**WHAT IS ASKED**
Could you copy out, word for word, everything from the line containing "job: outline every instance of the dark" down to the end of the rows?

Region segmentation data:
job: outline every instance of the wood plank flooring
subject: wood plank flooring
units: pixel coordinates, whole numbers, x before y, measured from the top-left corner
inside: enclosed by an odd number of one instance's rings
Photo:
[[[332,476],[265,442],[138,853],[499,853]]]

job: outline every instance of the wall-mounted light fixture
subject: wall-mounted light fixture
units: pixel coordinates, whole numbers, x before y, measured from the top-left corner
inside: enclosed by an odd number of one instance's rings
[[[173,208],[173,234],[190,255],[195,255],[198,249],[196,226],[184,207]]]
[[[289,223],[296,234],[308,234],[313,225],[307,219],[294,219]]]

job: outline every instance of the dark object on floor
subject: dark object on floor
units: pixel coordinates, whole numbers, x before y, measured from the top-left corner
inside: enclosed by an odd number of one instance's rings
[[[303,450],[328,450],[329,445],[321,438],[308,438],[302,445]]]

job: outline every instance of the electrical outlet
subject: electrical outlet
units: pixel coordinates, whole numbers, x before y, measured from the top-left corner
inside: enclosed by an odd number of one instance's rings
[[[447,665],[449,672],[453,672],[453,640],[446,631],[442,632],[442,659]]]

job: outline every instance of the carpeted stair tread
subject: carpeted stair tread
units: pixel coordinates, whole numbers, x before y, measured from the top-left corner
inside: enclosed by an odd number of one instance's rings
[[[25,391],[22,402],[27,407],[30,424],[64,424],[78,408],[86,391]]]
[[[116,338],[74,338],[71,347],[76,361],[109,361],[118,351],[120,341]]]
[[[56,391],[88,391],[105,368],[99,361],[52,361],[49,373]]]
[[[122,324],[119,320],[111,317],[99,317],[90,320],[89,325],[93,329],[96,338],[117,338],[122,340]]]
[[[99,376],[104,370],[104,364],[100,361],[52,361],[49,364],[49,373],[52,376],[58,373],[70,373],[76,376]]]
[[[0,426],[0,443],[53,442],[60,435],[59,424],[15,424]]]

**SOLUTION TO THIS EXERCISE**
job: outline every instance of the dark object on floor
subject: dark object on floor
units: pixel coordinates, whole numbers, x before y, measured from the top-left corner
inside: enclosed by an odd number of one instance's rings
[[[303,450],[328,450],[329,445],[321,438],[308,438],[302,445]]]

job: outline every instance of the electrical outlet
subject: electrical outlet
units: pixel coordinates, whole numbers, x before y, measured from the top-left corner
inside: enclosed by an odd number of one instance's rings
[[[447,665],[449,672],[453,672],[453,640],[446,631],[442,632],[442,659]]]

job: outline every instance of the carpeted stair tread
subject: carpeted stair tread
units: pixel coordinates, whole numbers, x before y, measured from the top-left corner
inside: enclosed by an odd number of one instance's rings
[[[25,391],[22,402],[27,407],[30,424],[64,424],[78,408],[86,391]]]
[[[116,338],[74,338],[71,347],[76,361],[109,361],[118,351],[120,341]]]
[[[56,391],[88,391],[105,368],[99,361],[52,361],[49,373]]]
[[[122,324],[119,320],[111,317],[99,317],[90,320],[89,325],[93,329],[96,338],[117,338],[122,340]]]
[[[99,376],[104,370],[104,364],[100,361],[52,361],[49,364],[49,373],[52,376],[58,373],[70,373],[76,376]]]
[[[0,426],[0,443],[53,442],[60,435],[59,424],[15,424]]]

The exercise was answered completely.